[[ INPUT DATA open ]]

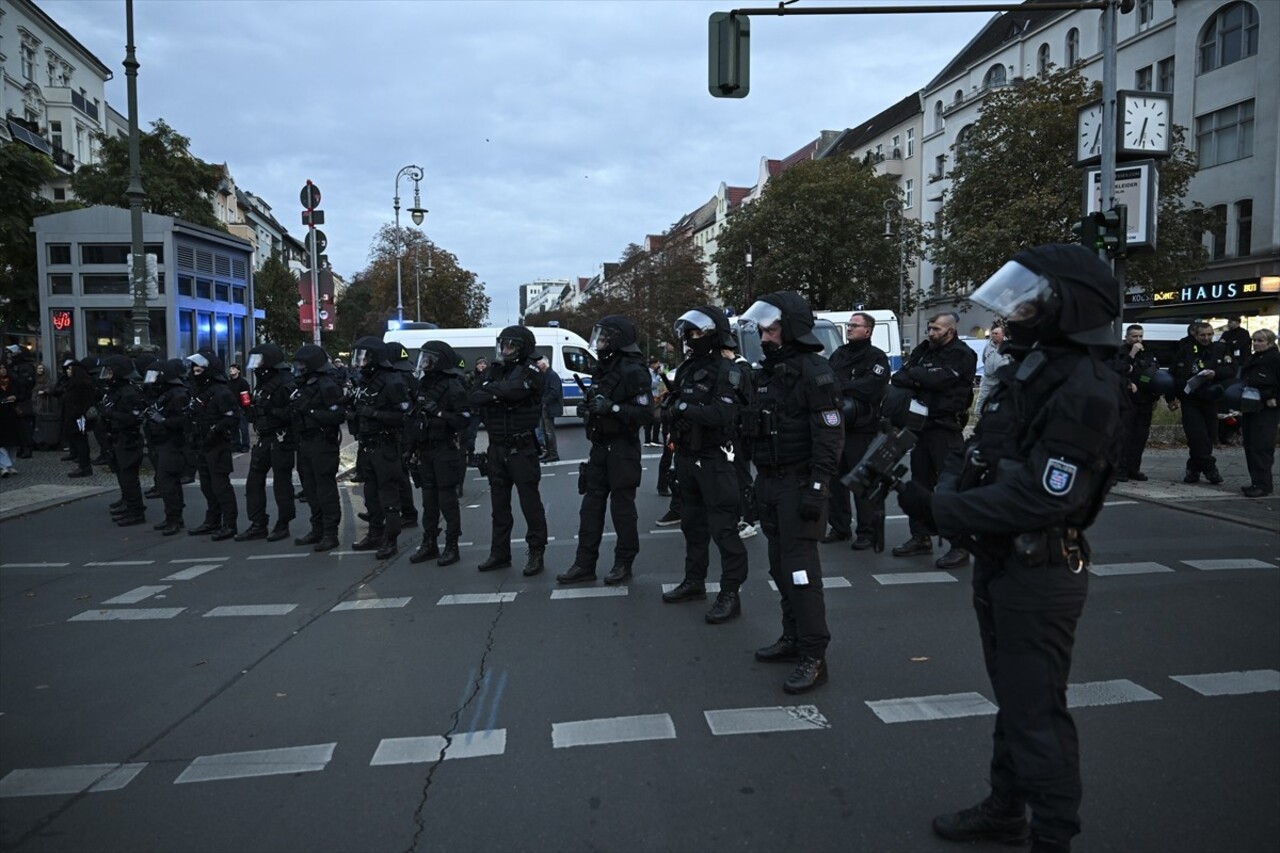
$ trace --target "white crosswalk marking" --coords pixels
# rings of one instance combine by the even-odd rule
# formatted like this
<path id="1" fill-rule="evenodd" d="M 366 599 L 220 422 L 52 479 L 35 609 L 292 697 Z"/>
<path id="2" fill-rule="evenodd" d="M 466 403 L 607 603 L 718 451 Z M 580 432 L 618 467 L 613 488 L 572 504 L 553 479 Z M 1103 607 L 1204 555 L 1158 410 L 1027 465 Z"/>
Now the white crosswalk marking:
<path id="1" fill-rule="evenodd" d="M 556 601 L 561 598 L 612 598 L 626 594 L 627 588 L 625 586 L 588 586 L 578 587 L 577 589 L 553 589 L 551 590 L 551 600 Z"/>
<path id="2" fill-rule="evenodd" d="M 70 563 L 0 563 L 0 569 L 56 569 Z"/>
<path id="3" fill-rule="evenodd" d="M 230 557 L 183 557 L 180 560 L 170 560 L 170 563 L 225 563 Z"/>
<path id="4" fill-rule="evenodd" d="M 671 592 L 671 590 L 675 589 L 675 588 L 676 588 L 676 587 L 678 587 L 679 585 L 680 585 L 680 584 L 678 584 L 678 583 L 664 583 L 664 584 L 662 585 L 662 591 L 663 591 L 663 592 Z M 706 588 L 707 588 L 707 592 L 715 592 L 715 593 L 719 593 L 719 592 L 720 592 L 720 583 L 719 583 L 719 581 L 707 581 L 707 583 L 705 584 L 705 586 L 706 586 Z"/>
<path id="5" fill-rule="evenodd" d="M 156 593 L 164 592 L 167 586 L 140 586 L 131 589 L 128 592 L 122 592 L 115 598 L 108 598 L 103 604 L 137 604 L 139 601 L 148 599 Z"/>
<path id="6" fill-rule="evenodd" d="M 1171 675 L 1179 684 L 1201 696 L 1240 696 L 1280 690 L 1280 671 L 1253 669 L 1244 672 L 1210 672 L 1203 675 Z"/>
<path id="7" fill-rule="evenodd" d="M 1068 708 L 1090 708 L 1098 705 L 1124 705 L 1129 702 L 1154 702 L 1160 697 L 1127 678 L 1114 681 L 1087 681 L 1067 685 Z"/>
<path id="8" fill-rule="evenodd" d="M 142 772 L 141 764 L 75 764 L 68 767 L 36 767 L 11 770 L 0 779 L 0 797 L 41 797 L 118 791 Z"/>
<path id="9" fill-rule="evenodd" d="M 1173 569 L 1160 563 L 1095 563 L 1089 566 L 1089 574 L 1098 577 L 1109 575 L 1149 575 L 1171 572 Z"/>
<path id="10" fill-rule="evenodd" d="M 676 725 L 671 721 L 670 714 L 604 717 L 551 724 L 551 746 L 554 749 L 641 740 L 672 740 L 675 736 Z"/>
<path id="11" fill-rule="evenodd" d="M 382 610 L 389 607 L 404 607 L 413 596 L 406 598 L 361 598 L 358 601 L 339 601 L 330 610 L 330 613 L 337 613 L 340 610 Z"/>
<path id="12" fill-rule="evenodd" d="M 893 572 L 871 577 L 881 586 L 907 583 L 957 583 L 959 580 L 955 575 L 947 572 Z"/>
<path id="13" fill-rule="evenodd" d="M 111 560 L 105 563 L 85 563 L 86 566 L 149 566 L 155 560 Z"/>
<path id="14" fill-rule="evenodd" d="M 947 693 L 938 696 L 908 696 L 881 699 L 867 707 L 886 723 L 918 723 L 923 720 L 949 720 L 955 717 L 981 717 L 996 712 L 981 693 Z"/>
<path id="15" fill-rule="evenodd" d="M 301 554 L 250 554 L 247 560 L 297 560 L 302 557 L 310 557 L 311 554 L 303 552 Z"/>
<path id="16" fill-rule="evenodd" d="M 505 604 L 515 601 L 514 592 L 464 592 L 457 595 L 446 595 L 436 602 L 440 604 Z"/>
<path id="17" fill-rule="evenodd" d="M 822 579 L 823 589 L 850 589 L 852 587 L 853 587 L 853 584 L 849 583 L 848 578 L 842 578 L 839 575 Z M 773 590 L 774 592 L 777 592 L 778 591 L 777 582 L 769 581 L 769 589 Z"/>
<path id="18" fill-rule="evenodd" d="M 205 614 L 210 616 L 284 616 L 297 608 L 296 604 L 224 604 Z"/>
<path id="19" fill-rule="evenodd" d="M 507 730 L 491 729 L 484 732 L 463 732 L 452 736 L 452 743 L 445 750 L 446 761 L 456 758 L 482 758 L 502 755 L 507 751 Z M 440 759 L 446 740 L 439 735 L 426 737 L 383 738 L 373 753 L 370 767 L 389 764 L 429 764 Z"/>
<path id="20" fill-rule="evenodd" d="M 174 572 L 174 573 L 173 573 L 173 574 L 171 574 L 171 575 L 165 575 L 165 576 L 164 576 L 164 577 L 162 577 L 160 580 L 162 580 L 162 581 L 189 581 L 189 580 L 192 580 L 193 578 L 198 578 L 198 577 L 200 577 L 200 576 L 201 576 L 202 574 L 204 574 L 205 572 L 211 572 L 211 571 L 213 571 L 214 569 L 220 569 L 220 568 L 222 568 L 222 566 L 221 566 L 221 565 L 219 565 L 218 563 L 205 563 L 205 564 L 203 564 L 203 565 L 197 565 L 197 566 L 192 566 L 192 567 L 190 567 L 190 568 L 188 568 L 188 569 L 183 569 L 183 570 L 182 570 L 182 571 L 180 571 L 180 572 Z"/>
<path id="21" fill-rule="evenodd" d="M 148 619 L 172 619 L 185 607 L 140 607 L 136 610 L 86 610 L 68 622 L 142 622 Z"/>
<path id="22" fill-rule="evenodd" d="M 283 749 L 257 749 L 252 752 L 202 755 L 187 765 L 187 769 L 173 780 L 173 784 L 244 779 L 250 776 L 314 773 L 328 766 L 336 746 L 336 743 L 321 743 L 314 746 L 290 746 Z"/>
<path id="23" fill-rule="evenodd" d="M 831 724 L 816 705 L 767 708 L 730 708 L 703 711 L 713 735 L 749 735 L 760 732 L 805 732 L 829 729 Z"/>
<path id="24" fill-rule="evenodd" d="M 1183 560 L 1193 569 L 1202 572 L 1216 572 L 1223 569 L 1274 569 L 1270 563 L 1261 560 Z"/>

[[ INPUT DATA closed ]]

**DESCRIPTION OF THE TASK:**
Write out each line of the listing above, exactly, from its first line to the line holding "466 403 L 607", inclusive. Skip the pictures.

**RESPONSE BELOW:**
$ trace --target "white crosswalk marking" --coords pixels
# rings of one instance combine by the even-odd rule
# formatted like this
<path id="1" fill-rule="evenodd" d="M 366 599 L 220 422 L 52 479 L 35 609 L 292 697 Z"/>
<path id="2" fill-rule="evenodd" d="M 466 403 L 607 603 L 718 451 Z M 580 432 L 618 467 L 613 488 L 572 504 L 553 479 Z M 1103 607 L 1204 555 L 1158 410 L 1027 465 Z"/>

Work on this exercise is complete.